The task:
Count the lines in the listing below that contain the word "ankle". Reply with that number alone.

Records for pointing at objects in photos
/---

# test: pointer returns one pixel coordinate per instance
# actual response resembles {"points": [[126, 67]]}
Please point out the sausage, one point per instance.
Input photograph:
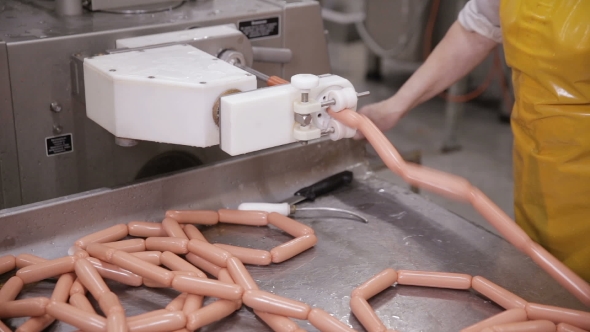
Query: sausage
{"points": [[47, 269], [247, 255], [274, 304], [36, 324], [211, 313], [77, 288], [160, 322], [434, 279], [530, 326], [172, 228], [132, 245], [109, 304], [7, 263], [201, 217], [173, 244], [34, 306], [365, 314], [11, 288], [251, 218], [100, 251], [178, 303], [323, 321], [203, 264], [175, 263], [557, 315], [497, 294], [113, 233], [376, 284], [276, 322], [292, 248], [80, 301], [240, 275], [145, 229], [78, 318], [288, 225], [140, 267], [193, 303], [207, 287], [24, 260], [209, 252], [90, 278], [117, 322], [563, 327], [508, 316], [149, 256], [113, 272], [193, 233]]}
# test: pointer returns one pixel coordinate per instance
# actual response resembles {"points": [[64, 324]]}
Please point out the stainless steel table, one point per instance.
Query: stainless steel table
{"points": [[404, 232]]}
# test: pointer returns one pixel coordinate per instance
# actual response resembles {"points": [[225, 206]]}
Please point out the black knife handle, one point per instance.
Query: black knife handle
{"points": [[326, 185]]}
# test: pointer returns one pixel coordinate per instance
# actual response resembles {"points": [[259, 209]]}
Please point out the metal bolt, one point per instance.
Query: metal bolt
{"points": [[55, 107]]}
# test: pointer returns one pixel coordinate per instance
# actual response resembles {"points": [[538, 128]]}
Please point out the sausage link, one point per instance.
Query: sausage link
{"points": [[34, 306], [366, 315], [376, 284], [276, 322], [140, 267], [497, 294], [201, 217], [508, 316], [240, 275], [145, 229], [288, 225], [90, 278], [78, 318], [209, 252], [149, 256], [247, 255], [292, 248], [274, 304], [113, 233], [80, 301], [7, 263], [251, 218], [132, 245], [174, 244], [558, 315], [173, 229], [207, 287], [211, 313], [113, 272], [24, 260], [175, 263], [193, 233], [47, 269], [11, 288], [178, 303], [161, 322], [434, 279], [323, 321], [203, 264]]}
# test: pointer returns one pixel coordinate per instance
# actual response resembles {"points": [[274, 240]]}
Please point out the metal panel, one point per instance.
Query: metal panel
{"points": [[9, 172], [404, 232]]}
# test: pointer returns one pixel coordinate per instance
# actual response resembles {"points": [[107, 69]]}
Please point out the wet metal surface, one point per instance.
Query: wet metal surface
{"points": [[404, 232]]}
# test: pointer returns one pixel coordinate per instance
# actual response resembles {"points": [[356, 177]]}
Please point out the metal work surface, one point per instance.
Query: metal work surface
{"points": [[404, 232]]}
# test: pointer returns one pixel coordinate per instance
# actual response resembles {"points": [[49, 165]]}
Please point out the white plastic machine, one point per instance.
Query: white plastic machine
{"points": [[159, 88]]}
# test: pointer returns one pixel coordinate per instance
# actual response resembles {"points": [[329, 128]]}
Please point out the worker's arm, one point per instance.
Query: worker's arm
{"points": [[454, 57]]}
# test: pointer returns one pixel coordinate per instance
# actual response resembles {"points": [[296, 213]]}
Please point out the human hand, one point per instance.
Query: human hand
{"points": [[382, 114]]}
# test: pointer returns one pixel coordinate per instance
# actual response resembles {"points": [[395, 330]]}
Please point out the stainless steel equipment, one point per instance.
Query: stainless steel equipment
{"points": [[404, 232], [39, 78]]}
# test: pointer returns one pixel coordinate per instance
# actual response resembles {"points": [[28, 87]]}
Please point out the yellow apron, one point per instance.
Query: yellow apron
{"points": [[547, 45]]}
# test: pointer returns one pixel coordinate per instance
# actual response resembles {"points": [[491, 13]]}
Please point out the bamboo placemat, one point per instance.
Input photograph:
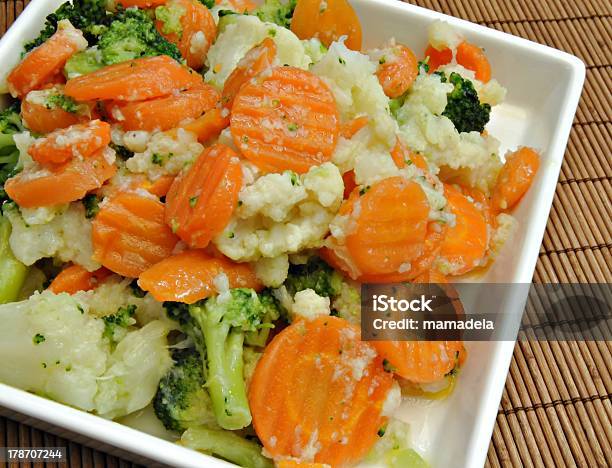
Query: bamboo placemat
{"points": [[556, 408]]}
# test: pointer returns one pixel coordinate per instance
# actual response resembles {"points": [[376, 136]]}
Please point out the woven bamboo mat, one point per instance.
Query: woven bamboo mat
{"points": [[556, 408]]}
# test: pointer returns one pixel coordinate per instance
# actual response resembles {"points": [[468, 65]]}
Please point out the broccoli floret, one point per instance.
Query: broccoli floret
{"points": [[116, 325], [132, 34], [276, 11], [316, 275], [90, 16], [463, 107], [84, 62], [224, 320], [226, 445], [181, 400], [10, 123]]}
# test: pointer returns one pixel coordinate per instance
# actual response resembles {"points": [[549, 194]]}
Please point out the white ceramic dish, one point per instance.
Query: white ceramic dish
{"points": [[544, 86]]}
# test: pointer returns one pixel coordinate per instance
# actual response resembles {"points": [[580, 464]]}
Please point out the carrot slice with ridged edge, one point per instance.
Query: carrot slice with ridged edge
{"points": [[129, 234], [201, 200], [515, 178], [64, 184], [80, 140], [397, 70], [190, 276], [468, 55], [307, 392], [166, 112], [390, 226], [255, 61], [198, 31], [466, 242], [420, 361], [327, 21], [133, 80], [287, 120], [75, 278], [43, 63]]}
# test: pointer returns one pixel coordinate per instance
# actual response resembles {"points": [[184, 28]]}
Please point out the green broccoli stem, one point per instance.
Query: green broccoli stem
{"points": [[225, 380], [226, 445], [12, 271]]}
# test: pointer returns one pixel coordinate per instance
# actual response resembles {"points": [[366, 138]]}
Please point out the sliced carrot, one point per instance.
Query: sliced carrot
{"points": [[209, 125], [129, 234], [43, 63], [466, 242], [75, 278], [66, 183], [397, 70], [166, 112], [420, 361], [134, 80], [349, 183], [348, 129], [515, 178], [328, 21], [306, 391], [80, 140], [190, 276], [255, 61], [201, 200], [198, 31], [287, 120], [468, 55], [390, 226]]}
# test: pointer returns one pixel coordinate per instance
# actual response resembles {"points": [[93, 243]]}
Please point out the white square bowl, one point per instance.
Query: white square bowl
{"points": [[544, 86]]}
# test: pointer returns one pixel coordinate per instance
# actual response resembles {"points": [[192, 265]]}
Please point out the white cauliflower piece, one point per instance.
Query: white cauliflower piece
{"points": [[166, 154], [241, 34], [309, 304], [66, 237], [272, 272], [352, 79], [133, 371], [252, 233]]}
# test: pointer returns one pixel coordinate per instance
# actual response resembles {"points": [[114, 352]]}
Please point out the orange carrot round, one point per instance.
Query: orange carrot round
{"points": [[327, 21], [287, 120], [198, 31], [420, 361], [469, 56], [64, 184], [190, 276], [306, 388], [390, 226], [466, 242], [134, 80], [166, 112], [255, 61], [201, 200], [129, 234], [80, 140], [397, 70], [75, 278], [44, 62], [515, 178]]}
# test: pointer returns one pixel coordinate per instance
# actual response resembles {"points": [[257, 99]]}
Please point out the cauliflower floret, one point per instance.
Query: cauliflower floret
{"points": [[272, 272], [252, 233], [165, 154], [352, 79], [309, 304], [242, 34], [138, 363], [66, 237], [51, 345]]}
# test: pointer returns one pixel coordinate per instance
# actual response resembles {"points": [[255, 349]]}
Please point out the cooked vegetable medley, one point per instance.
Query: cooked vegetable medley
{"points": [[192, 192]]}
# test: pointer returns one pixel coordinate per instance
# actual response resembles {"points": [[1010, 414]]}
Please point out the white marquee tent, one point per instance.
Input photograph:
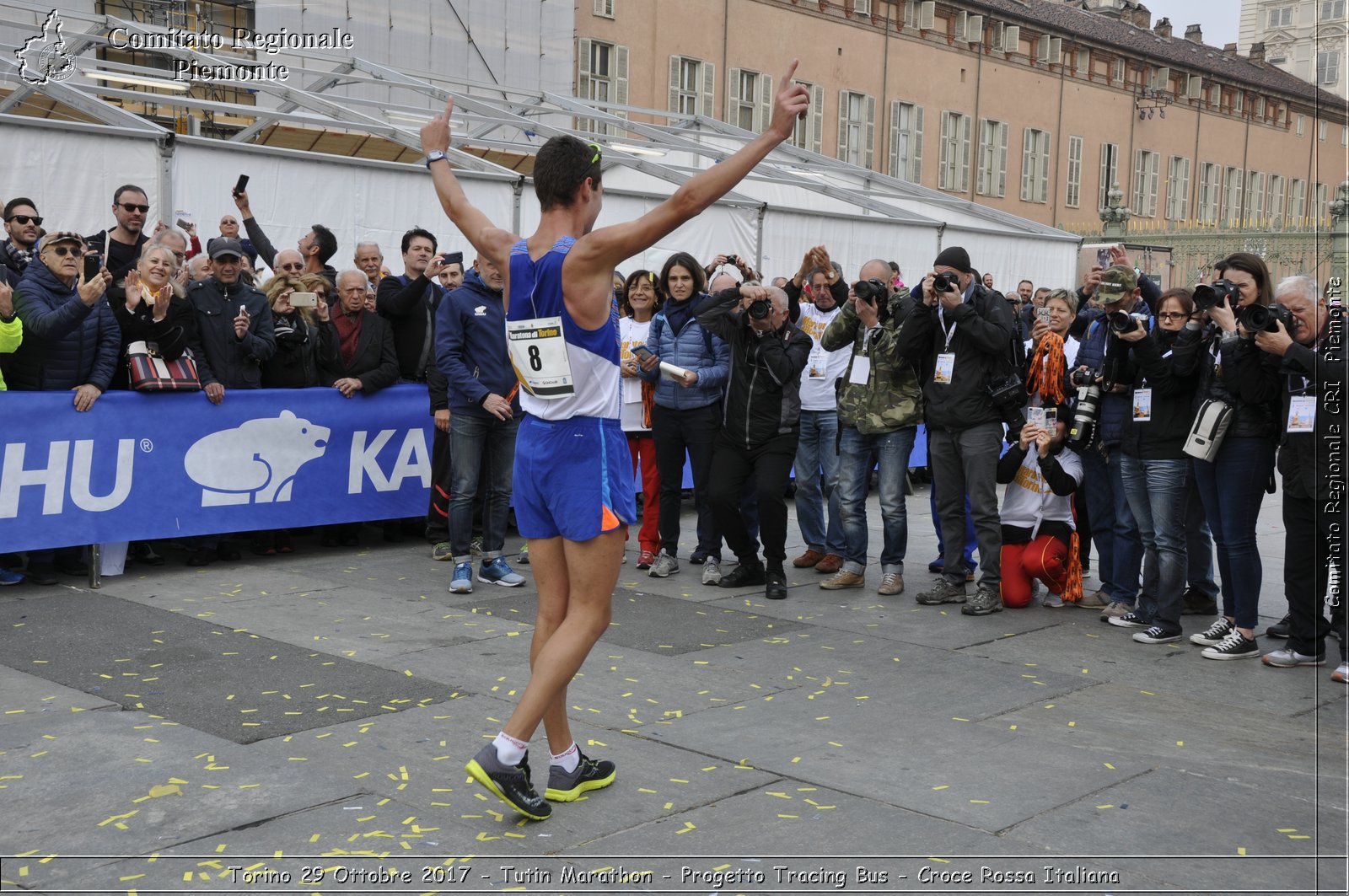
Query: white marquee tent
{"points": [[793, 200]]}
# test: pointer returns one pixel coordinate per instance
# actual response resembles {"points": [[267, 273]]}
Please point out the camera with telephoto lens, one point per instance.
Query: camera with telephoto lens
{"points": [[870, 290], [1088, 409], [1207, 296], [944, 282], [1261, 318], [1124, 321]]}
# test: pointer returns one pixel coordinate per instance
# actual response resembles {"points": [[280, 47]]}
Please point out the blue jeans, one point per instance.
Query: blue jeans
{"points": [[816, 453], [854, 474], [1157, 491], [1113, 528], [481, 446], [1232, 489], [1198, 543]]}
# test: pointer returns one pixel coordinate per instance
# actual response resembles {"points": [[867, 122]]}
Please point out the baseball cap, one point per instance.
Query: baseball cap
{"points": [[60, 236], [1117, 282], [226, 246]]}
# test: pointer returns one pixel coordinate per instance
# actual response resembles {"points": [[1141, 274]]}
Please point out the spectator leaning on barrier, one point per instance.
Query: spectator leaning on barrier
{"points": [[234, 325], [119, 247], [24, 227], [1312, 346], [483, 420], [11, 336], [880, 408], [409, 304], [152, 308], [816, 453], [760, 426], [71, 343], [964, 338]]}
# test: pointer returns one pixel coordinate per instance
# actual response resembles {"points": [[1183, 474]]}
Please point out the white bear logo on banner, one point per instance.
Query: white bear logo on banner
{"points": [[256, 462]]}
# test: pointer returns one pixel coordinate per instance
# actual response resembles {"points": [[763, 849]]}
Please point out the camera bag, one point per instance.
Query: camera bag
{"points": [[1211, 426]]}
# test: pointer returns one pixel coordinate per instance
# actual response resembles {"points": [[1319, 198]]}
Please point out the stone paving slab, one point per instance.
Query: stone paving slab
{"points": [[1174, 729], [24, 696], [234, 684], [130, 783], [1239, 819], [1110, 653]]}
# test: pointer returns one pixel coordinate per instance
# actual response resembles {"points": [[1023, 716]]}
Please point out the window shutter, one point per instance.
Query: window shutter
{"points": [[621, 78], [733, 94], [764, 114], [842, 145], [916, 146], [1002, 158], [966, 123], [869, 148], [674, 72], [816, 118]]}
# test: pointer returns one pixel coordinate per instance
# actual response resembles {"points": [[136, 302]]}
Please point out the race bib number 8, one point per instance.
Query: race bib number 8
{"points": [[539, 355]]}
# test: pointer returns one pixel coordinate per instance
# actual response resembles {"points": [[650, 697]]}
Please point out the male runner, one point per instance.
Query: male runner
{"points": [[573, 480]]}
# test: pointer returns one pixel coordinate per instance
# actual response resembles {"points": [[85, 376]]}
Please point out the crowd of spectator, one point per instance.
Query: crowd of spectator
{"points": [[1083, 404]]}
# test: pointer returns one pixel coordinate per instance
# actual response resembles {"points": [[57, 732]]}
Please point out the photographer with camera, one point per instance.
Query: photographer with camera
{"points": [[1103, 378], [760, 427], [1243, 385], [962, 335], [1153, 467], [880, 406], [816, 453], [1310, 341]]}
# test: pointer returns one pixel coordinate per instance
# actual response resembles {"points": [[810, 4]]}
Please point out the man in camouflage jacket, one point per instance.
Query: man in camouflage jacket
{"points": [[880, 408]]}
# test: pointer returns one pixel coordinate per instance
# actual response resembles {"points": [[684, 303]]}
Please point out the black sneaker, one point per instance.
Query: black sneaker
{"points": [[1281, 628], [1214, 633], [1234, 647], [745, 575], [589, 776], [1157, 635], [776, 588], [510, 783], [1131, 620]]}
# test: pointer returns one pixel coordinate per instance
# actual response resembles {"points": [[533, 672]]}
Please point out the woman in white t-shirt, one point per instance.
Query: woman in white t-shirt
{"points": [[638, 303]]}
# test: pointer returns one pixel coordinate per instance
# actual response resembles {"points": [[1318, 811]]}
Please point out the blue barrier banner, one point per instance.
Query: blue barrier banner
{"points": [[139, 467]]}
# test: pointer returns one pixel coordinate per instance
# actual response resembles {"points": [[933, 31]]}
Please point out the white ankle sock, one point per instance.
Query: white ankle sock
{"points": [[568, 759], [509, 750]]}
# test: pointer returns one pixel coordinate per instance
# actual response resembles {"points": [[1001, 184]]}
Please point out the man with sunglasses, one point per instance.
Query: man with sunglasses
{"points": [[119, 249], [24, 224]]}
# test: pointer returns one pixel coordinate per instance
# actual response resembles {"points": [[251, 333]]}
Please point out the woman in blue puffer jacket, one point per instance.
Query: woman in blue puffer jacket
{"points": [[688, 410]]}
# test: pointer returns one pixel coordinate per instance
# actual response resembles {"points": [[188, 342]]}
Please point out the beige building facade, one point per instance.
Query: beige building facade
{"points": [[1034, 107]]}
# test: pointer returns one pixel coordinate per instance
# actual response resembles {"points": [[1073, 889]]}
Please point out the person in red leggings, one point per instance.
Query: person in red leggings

\---

Exercise answer:
2